ASSIGNED TASK: From first entry to last, give the listing again verbatim.

RECORDS SUPPLIED:
◇ ◇ ◇ ◇ ◇

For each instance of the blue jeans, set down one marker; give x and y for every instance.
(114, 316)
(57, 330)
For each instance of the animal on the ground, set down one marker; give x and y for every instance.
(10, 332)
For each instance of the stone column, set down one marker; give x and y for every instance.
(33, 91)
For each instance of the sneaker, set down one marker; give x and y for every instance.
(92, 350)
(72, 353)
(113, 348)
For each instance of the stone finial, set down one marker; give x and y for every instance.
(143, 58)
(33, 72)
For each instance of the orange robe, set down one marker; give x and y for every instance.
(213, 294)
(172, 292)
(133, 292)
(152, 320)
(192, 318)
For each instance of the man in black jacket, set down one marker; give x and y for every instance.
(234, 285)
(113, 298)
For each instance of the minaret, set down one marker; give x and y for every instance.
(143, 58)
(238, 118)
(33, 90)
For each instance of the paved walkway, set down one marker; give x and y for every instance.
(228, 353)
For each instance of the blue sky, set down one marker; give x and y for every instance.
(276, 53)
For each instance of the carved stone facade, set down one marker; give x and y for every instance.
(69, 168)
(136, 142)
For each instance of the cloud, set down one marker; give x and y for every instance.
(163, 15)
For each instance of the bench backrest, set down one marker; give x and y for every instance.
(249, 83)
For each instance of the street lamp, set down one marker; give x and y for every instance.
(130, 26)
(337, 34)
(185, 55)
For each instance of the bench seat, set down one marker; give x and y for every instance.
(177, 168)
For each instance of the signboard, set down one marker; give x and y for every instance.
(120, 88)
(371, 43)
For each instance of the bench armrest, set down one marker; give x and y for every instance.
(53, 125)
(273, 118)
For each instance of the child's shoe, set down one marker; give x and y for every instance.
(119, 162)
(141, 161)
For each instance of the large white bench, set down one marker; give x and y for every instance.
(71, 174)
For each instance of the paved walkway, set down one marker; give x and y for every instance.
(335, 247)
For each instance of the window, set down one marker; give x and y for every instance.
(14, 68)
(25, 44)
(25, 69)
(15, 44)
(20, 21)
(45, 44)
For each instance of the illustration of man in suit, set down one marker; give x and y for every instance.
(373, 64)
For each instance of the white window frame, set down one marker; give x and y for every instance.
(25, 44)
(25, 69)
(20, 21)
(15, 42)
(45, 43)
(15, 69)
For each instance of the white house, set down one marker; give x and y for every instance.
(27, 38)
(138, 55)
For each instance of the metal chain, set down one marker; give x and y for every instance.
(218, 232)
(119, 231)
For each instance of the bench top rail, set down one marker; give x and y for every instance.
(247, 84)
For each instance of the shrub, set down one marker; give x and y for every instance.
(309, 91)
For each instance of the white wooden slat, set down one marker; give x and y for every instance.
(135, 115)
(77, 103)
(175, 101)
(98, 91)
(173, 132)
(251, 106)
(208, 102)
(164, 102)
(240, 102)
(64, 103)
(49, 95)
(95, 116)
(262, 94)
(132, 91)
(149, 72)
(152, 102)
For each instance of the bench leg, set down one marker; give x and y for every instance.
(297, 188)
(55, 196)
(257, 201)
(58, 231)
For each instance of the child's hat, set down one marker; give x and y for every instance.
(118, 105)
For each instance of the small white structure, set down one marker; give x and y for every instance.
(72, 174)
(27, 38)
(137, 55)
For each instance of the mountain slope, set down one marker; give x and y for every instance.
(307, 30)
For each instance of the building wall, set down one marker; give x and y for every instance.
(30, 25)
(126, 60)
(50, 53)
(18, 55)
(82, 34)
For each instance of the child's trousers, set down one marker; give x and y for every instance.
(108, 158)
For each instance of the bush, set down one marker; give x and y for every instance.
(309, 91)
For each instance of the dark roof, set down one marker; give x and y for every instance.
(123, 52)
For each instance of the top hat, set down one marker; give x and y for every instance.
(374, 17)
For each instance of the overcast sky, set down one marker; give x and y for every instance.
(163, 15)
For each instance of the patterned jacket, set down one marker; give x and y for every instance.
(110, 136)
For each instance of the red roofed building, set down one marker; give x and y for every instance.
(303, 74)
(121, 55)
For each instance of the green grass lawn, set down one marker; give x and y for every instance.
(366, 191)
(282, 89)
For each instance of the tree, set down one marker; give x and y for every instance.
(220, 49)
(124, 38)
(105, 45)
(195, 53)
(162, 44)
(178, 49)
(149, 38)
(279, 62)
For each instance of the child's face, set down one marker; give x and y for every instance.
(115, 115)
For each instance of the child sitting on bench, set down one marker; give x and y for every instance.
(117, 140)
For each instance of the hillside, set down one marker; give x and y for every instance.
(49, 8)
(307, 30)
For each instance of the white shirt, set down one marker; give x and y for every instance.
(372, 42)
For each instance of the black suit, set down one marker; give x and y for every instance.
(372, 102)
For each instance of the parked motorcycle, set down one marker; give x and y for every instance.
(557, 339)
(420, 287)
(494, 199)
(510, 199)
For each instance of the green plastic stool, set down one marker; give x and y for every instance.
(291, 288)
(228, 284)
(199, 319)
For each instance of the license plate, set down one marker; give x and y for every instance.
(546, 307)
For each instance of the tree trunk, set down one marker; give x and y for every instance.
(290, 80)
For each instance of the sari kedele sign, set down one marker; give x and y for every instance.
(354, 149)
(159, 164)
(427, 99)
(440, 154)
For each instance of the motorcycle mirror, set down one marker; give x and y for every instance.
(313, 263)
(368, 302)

◇ ◇ ◇ ◇ ◇

ANSWER TO THIS PROBLEM:
For each instance of the blue jeans, set down one marker; give x and y for every instance.
(114, 316)
(57, 330)
For each instance of the animal on the ground, set down one marker; give x and y for every instance.
(10, 332)
For each instance of the stone column, set down one marker; give x and y for every instance.
(33, 91)
For each instance of the sneaker, set down one marker; give x and y for every instance.
(92, 350)
(72, 353)
(113, 348)
For each instance of the stone finial, set down one marker; give x and y for every instance.
(143, 58)
(33, 72)
For each instance of the orange robe, set down one marker; give x and y for every instance.
(213, 294)
(172, 292)
(133, 292)
(152, 320)
(192, 318)
For each instance of the man in black jacket, set down one marker; give x and y for every instance.
(234, 285)
(113, 298)
For each instance of the minaret, set down one marker; give x and y for every instance.
(143, 58)
(238, 118)
(33, 90)
For each instance of the paved walkway, set down one marker; give x and y for every instance.
(228, 353)
For each instance of the blue sky, set down one marker; give x and y for every instance.
(276, 53)
For each instance of the carved stone facade, set down one marker; give x and y for every instance.
(69, 168)
(136, 142)
For each instance of the cloud, set down one marker; give x and y for every instance.
(163, 15)
For each instance of the bench backrest, set down one marker; give x and y for every instance.
(249, 83)
For each instance of the street lamp, set down one marker; give x and y for every instance.
(130, 26)
(337, 34)
(185, 55)
For each instance of the bench seat, set down one marker; give x and y for every instance.
(177, 168)
For each instance of the signboard, set down one marker; give x and y for every instance.
(120, 88)
(371, 43)
For each instance of the bench armrest, set down one marker; give x and y for every instance.
(53, 125)
(273, 118)
For each instance of the child's shoe, set down one marker; give x and y for every instance.
(119, 162)
(141, 161)
For each instance of the large white bench, set down one marker; give x and y for every instance.
(71, 174)
For each instance of the paved walkway, set down one marker; give x and y for every instance.
(335, 247)
For each instance of the window, set down one marker; give x and y for every instance.
(14, 68)
(25, 44)
(25, 69)
(15, 44)
(20, 21)
(45, 44)
For each instance of the illustration of man in suit, set down one marker; give x and y for every instance.
(373, 64)
For each instance of the white window frame, set down one marker; give x and y for every instance.
(25, 44)
(25, 69)
(20, 21)
(15, 42)
(45, 43)
(15, 69)
For each instance of the white house, set down one marker; give x and y for every instance.
(27, 38)
(138, 55)
For each instance of the metal chain, set down one marker; give x and y for every instance.
(218, 232)
(119, 231)
For each instance of the bench top rail, set down one marker; give x and y for every instance.
(247, 84)
For each instance of the shrub, set down one marker; give x and y for every instance.
(309, 91)
For each instance of the white wooden slat, set down one marker; give x and y for every instance.
(135, 115)
(77, 103)
(175, 101)
(98, 91)
(173, 132)
(251, 106)
(208, 102)
(164, 102)
(240, 102)
(64, 103)
(49, 95)
(95, 116)
(262, 94)
(132, 91)
(149, 72)
(152, 102)
For each instance of the bench leg, set down one marker; give x and y for every instance.
(297, 188)
(55, 196)
(257, 201)
(58, 231)
For each instance of the child's hat, set down one marker; give x and y for every instance.
(118, 105)
For each instance of the small white structure, set down one marker; give x and y for every instance.
(72, 174)
(27, 38)
(137, 55)
For each instance of the mountain slope, set down one marker; give x and y for every instance.
(307, 30)
For each instance of the building wall, set down one marker; give x and y for every instance.
(30, 25)
(126, 60)
(50, 53)
(18, 55)
(82, 34)
For each instance of the child's trousers, set down one marker; give x and y for every instance.
(108, 158)
For each instance of the bush, set down one marker; give x and y for every instance.
(309, 91)
For each instance of the dark roof, set down one marker; give x and y for every instance.
(123, 52)
For each instance of the top hat, set down one marker; give x and y for every instance.
(374, 17)
For each instance of the overcast sky, set down one marker; give x and y for every instance.
(163, 15)
For each instance of the patterned jacket, set down one marker; give x and y for every instance.
(110, 136)
For each instance of the red roofed building, set down one marker; give x and y for every instance.
(303, 74)
(121, 55)
For each instance of the green grass lawn, set down one marker; give x and y for every instance.
(366, 191)
(282, 89)
For each instance of the tree, set down one marker; give x and y for every instance.
(220, 49)
(124, 38)
(105, 45)
(195, 53)
(162, 44)
(178, 49)
(149, 38)
(279, 62)
For each instance of the child's face, set down one marker; give x and y for every instance.
(115, 115)
For each instance of the child sitting on bench, set down one marker; give x and y for every instance.
(117, 140)
For each instance of the hillside, set down one marker; give x and y for every instance.
(49, 8)
(307, 30)
For each instance of the white shirt, set down one marker; give x and y for every instance.
(372, 42)
For each instance of the black suit, set down one marker; give x and y for every instance.
(372, 102)
For each instance of the parked motorcycle, set down one marker; give x and y for every instance.
(557, 339)
(420, 287)
(494, 199)
(510, 199)
For each instance of the green plastic stool, set down one marker; give x and y for every instance.
(291, 288)
(228, 284)
(199, 319)
For each instance of the license plate, set down one marker; give x and y for every instance.
(546, 307)
For each instance of the tree trunk, set down one marker; give x and y for every instance.
(290, 80)
For each instance of the sari kedele sign, set down one marker; give x and y for every instance.
(354, 149)
(159, 164)
(427, 99)
(440, 154)
For each instance of the motorcycle mirror, set down one marker; give x and y for every instance.
(313, 263)
(368, 302)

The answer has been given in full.